_Problem details_
Convert the lines below into a JSON list of strings, one string per line, starting at the line that contains "the fish head" and ending at the line that contains "1L130 1L106 17L105". Include both of those lines, and leave out any blank lines.

_Records supplied_
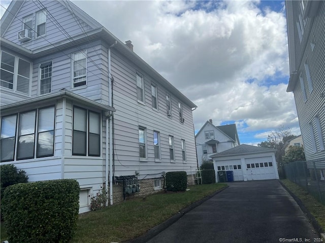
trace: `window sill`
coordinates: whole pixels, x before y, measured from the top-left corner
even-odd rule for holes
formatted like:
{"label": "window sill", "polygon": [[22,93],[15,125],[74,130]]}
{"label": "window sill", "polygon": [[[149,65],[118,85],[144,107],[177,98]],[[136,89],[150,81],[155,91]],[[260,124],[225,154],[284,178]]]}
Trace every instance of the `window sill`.
{"label": "window sill", "polygon": [[145,106],[146,105],[146,104],[143,101],[141,101],[141,100],[138,100],[138,103],[141,104],[141,105],[144,105]]}

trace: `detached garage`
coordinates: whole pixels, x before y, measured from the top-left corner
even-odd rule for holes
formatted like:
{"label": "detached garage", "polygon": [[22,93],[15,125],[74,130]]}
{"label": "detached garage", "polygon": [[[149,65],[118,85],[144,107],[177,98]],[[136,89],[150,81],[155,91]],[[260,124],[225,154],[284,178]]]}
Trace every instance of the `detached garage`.
{"label": "detached garage", "polygon": [[[242,144],[210,157],[216,172],[232,171],[236,181],[278,179],[275,149]],[[216,173],[216,181],[218,173]]]}

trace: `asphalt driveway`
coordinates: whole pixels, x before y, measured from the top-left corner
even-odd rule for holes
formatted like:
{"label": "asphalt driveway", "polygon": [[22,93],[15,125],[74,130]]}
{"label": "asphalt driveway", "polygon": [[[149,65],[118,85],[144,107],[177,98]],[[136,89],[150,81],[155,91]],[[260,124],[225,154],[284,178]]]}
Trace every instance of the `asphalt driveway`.
{"label": "asphalt driveway", "polygon": [[319,237],[277,180],[229,185],[148,242],[314,242]]}

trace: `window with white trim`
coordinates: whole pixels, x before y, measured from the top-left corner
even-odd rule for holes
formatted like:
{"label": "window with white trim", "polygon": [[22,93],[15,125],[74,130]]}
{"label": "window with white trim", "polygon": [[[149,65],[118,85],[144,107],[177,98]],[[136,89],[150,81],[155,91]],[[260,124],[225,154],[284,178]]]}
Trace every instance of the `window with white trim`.
{"label": "window with white trim", "polygon": [[171,160],[175,161],[175,154],[174,151],[174,137],[170,136],[169,137],[169,156]]}
{"label": "window with white trim", "polygon": [[144,80],[143,76],[137,73],[137,96],[138,101],[144,103]]}
{"label": "window with white trim", "polygon": [[211,131],[205,131],[204,135],[206,139],[209,139],[210,138],[214,138],[214,131],[213,130]]}
{"label": "window with white trim", "polygon": [[307,80],[308,83],[308,88],[309,88],[309,92],[311,93],[313,91],[313,83],[311,80],[311,76],[310,75],[310,70],[309,69],[309,65],[306,60],[305,62],[305,70],[306,70],[306,75],[307,76]]}
{"label": "window with white trim", "polygon": [[160,133],[156,131],[153,131],[153,148],[154,150],[154,158],[160,159]]}
{"label": "window with white trim", "polygon": [[40,65],[40,94],[51,93],[52,86],[52,62]]}
{"label": "window with white trim", "polygon": [[85,85],[87,81],[87,58],[85,51],[72,54],[73,88]]}
{"label": "window with white trim", "polygon": [[203,154],[207,154],[208,153],[206,144],[202,145],[202,150],[203,150]]}
{"label": "window with white trim", "polygon": [[158,96],[157,94],[157,87],[151,85],[151,100],[152,103],[152,108],[158,109]]}
{"label": "window with white trim", "polygon": [[315,142],[315,135],[314,135],[314,130],[313,129],[313,125],[311,123],[309,124],[309,132],[310,133],[310,139],[311,139],[311,144],[313,147],[313,150],[314,152],[317,152],[316,149],[316,142]]}
{"label": "window with white trim", "polygon": [[1,52],[0,86],[29,94],[30,63],[7,52]]}
{"label": "window with white trim", "polygon": [[305,81],[302,73],[300,74],[299,80],[300,81],[300,88],[301,88],[301,92],[303,93],[304,100],[306,101],[307,100],[307,95],[306,94],[306,89],[305,88]]}
{"label": "window with white trim", "polygon": [[185,145],[185,140],[182,139],[181,140],[181,143],[182,145],[182,158],[183,161],[186,161],[186,152]]}
{"label": "window with white trim", "polygon": [[167,107],[167,115],[172,116],[172,99],[169,94],[166,94],[166,105]]}
{"label": "window with white trim", "polygon": [[146,129],[139,128],[139,153],[140,159],[147,158]]}
{"label": "window with white trim", "polygon": [[3,117],[1,161],[53,156],[54,120],[54,106]]}
{"label": "window with white trim", "polygon": [[316,128],[317,128],[317,134],[318,137],[318,141],[319,142],[319,146],[321,150],[324,150],[324,140],[323,135],[321,134],[321,129],[320,128],[320,123],[319,122],[319,117],[318,115],[315,116],[315,122],[316,122]]}
{"label": "window with white trim", "polygon": [[36,37],[41,36],[46,32],[46,10],[36,13]]}
{"label": "window with white trim", "polygon": [[100,134],[101,114],[74,106],[72,155],[100,156]]}
{"label": "window with white trim", "polygon": [[23,29],[31,30],[32,29],[32,15],[29,15],[23,18]]}
{"label": "window with white trim", "polygon": [[153,187],[154,190],[161,189],[161,180],[160,179],[155,179],[153,180]]}

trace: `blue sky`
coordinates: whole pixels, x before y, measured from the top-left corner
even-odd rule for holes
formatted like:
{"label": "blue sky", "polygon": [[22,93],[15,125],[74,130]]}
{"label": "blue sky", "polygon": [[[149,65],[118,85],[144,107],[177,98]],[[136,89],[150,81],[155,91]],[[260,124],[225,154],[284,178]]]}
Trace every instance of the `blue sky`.
{"label": "blue sky", "polygon": [[131,40],[136,53],[198,105],[196,131],[209,119],[236,123],[241,143],[252,145],[280,126],[300,134],[293,94],[286,92],[283,1],[73,3]]}

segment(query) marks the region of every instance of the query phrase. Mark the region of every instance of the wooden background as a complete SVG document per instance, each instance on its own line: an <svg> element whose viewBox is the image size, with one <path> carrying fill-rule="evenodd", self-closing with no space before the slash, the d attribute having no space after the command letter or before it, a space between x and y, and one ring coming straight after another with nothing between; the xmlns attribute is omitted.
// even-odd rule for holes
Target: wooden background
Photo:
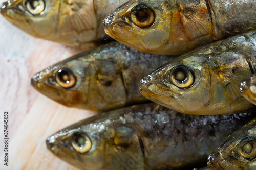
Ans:
<svg viewBox="0 0 256 170"><path fill-rule="evenodd" d="M0 15L0 169L77 169L52 154L45 141L93 113L68 108L47 98L32 87L30 78L79 52L35 38ZM9 112L8 167L3 161L5 111Z"/></svg>

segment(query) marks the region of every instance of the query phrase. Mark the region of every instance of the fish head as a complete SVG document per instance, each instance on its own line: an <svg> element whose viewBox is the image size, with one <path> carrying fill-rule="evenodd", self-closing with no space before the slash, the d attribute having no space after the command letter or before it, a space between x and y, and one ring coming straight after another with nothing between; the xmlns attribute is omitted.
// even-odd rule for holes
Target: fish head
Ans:
<svg viewBox="0 0 256 170"><path fill-rule="evenodd" d="M243 52L208 45L180 56L140 82L148 99L188 114L230 114L253 105L239 93L251 75ZM210 46L211 45L211 46Z"/></svg>
<svg viewBox="0 0 256 170"><path fill-rule="evenodd" d="M256 168L256 119L234 132L208 157L211 169Z"/></svg>
<svg viewBox="0 0 256 170"><path fill-rule="evenodd" d="M162 1L130 1L106 17L105 32L125 45L150 53L169 38L167 9L168 3Z"/></svg>
<svg viewBox="0 0 256 170"><path fill-rule="evenodd" d="M75 57L76 58L76 57ZM68 107L81 108L88 100L84 69L88 63L68 59L34 75L31 85L39 92ZM79 66L81 66L80 68Z"/></svg>
<svg viewBox="0 0 256 170"><path fill-rule="evenodd" d="M203 114L210 88L207 63L208 59L200 55L178 57L142 78L140 92L180 112Z"/></svg>
<svg viewBox="0 0 256 170"><path fill-rule="evenodd" d="M9 0L0 7L0 13L26 33L42 38L51 34L58 24L60 1Z"/></svg>
<svg viewBox="0 0 256 170"><path fill-rule="evenodd" d="M35 74L32 85L68 107L102 111L123 106L126 93L116 63L111 59L96 60L90 53L74 56Z"/></svg>
<svg viewBox="0 0 256 170"><path fill-rule="evenodd" d="M240 92L244 97L256 105L256 74L240 83Z"/></svg>
<svg viewBox="0 0 256 170"><path fill-rule="evenodd" d="M119 114L115 113L119 119ZM81 169L142 169L143 156L136 130L113 120L109 114L101 115L82 120L50 136L47 148Z"/></svg>

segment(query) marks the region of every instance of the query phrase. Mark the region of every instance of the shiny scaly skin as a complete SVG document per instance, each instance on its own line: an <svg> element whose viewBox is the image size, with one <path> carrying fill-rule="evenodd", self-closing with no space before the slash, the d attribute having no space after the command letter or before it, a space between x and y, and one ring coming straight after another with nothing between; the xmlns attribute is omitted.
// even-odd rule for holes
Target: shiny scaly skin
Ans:
<svg viewBox="0 0 256 170"><path fill-rule="evenodd" d="M254 105L239 92L240 83L256 68L255 31L215 42L181 55L156 69L140 82L148 99L189 114L229 114ZM172 69L185 67L194 74L182 89L170 79Z"/></svg>
<svg viewBox="0 0 256 170"><path fill-rule="evenodd" d="M144 103L147 99L139 91L140 79L174 58L146 54L112 42L48 67L32 77L31 84L67 106L108 111ZM63 88L56 81L56 74L63 68L76 77L71 88Z"/></svg>
<svg viewBox="0 0 256 170"><path fill-rule="evenodd" d="M154 10L152 26L140 28L131 19L133 8ZM132 0L104 20L110 37L147 53L180 55L215 40L256 29L254 0Z"/></svg>
<svg viewBox="0 0 256 170"><path fill-rule="evenodd" d="M0 13L12 24L34 37L89 50L105 43L104 18L126 0L45 0L45 10L33 15L27 0L10 0Z"/></svg>
<svg viewBox="0 0 256 170"><path fill-rule="evenodd" d="M256 105L256 74L240 83L240 92L245 99Z"/></svg>
<svg viewBox="0 0 256 170"><path fill-rule="evenodd" d="M256 169L255 158L251 160L245 159L237 152L239 144L245 140L256 141L256 119L229 136L209 156L207 161L209 167L215 170Z"/></svg>
<svg viewBox="0 0 256 170"><path fill-rule="evenodd" d="M148 103L82 120L49 137L46 143L81 169L189 169L206 166L209 153L253 115L188 115ZM90 139L87 152L77 152L71 143L78 132Z"/></svg>

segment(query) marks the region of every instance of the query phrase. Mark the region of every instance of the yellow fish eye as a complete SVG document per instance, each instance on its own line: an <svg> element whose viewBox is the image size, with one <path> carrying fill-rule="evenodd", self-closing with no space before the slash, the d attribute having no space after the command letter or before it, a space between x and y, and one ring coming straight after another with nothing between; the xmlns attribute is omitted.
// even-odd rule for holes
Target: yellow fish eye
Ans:
<svg viewBox="0 0 256 170"><path fill-rule="evenodd" d="M63 88L70 88L75 85L76 78L69 69L60 69L57 73L56 80L58 84Z"/></svg>
<svg viewBox="0 0 256 170"><path fill-rule="evenodd" d="M239 145L238 154L244 158L253 159L256 156L256 142L246 141Z"/></svg>
<svg viewBox="0 0 256 170"><path fill-rule="evenodd" d="M134 8L130 17L134 24L141 28L149 27L155 21L155 13L153 11L143 4Z"/></svg>
<svg viewBox="0 0 256 170"><path fill-rule="evenodd" d="M74 133L71 140L73 148L81 153L88 152L92 147L92 142L88 137L80 132Z"/></svg>
<svg viewBox="0 0 256 170"><path fill-rule="evenodd" d="M27 0L26 6L29 12L37 15L45 10L45 4L44 0Z"/></svg>
<svg viewBox="0 0 256 170"><path fill-rule="evenodd" d="M173 84L181 88L190 87L194 81L191 71L182 66L177 66L172 69L169 78Z"/></svg>

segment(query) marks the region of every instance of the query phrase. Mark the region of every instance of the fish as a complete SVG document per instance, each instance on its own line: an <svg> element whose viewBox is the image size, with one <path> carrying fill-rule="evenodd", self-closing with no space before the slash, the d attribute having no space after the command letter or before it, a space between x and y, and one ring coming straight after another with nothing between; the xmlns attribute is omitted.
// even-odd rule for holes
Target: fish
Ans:
<svg viewBox="0 0 256 170"><path fill-rule="evenodd" d="M211 169L256 169L256 119L236 131L209 156Z"/></svg>
<svg viewBox="0 0 256 170"><path fill-rule="evenodd" d="M141 79L141 94L188 114L227 114L253 109L255 106L239 89L240 82L256 68L255 31L179 56Z"/></svg>
<svg viewBox="0 0 256 170"><path fill-rule="evenodd" d="M256 74L241 82L240 91L245 99L256 105Z"/></svg>
<svg viewBox="0 0 256 170"><path fill-rule="evenodd" d="M177 56L146 54L117 41L50 66L31 78L39 92L66 106L106 111L147 102L140 81Z"/></svg>
<svg viewBox="0 0 256 170"><path fill-rule="evenodd" d="M137 50L181 55L256 29L254 0L131 0L104 19L113 39Z"/></svg>
<svg viewBox="0 0 256 170"><path fill-rule="evenodd" d="M9 0L0 6L0 13L34 37L89 50L112 40L103 20L126 1Z"/></svg>
<svg viewBox="0 0 256 170"><path fill-rule="evenodd" d="M76 123L46 144L81 169L193 169L254 115L189 115L150 103Z"/></svg>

_Reply_
[
  "segment(query) marks the region of every instance of the query phrase. Mark the region of every instance of the fish head as a complete SVG document per instance, each instance on its own line: an <svg> element whose viewBox is the image size, with one <path> carrying fill-rule=\"evenodd\", self-closing with no space before the slash, the d attribute having no space after the command letter or before it, a space between x and y, and one ring coming straight after another with nothing between; the xmlns attribute is omitted.",
  "// even-odd rule for holes",
  "Target: fish head",
  "Ans:",
  "<svg viewBox=\"0 0 256 170\"><path fill-rule=\"evenodd\" d=\"M243 52L208 45L180 56L140 82L148 99L188 114L230 114L253 105L239 93L251 75ZM210 46L211 45L211 46Z\"/></svg>",
  "<svg viewBox=\"0 0 256 170\"><path fill-rule=\"evenodd\" d=\"M256 168L256 119L234 132L208 157L211 169Z\"/></svg>",
  "<svg viewBox=\"0 0 256 170\"><path fill-rule=\"evenodd\" d=\"M162 1L130 1L106 17L105 32L125 45L150 53L169 38L167 9L168 3Z\"/></svg>"
]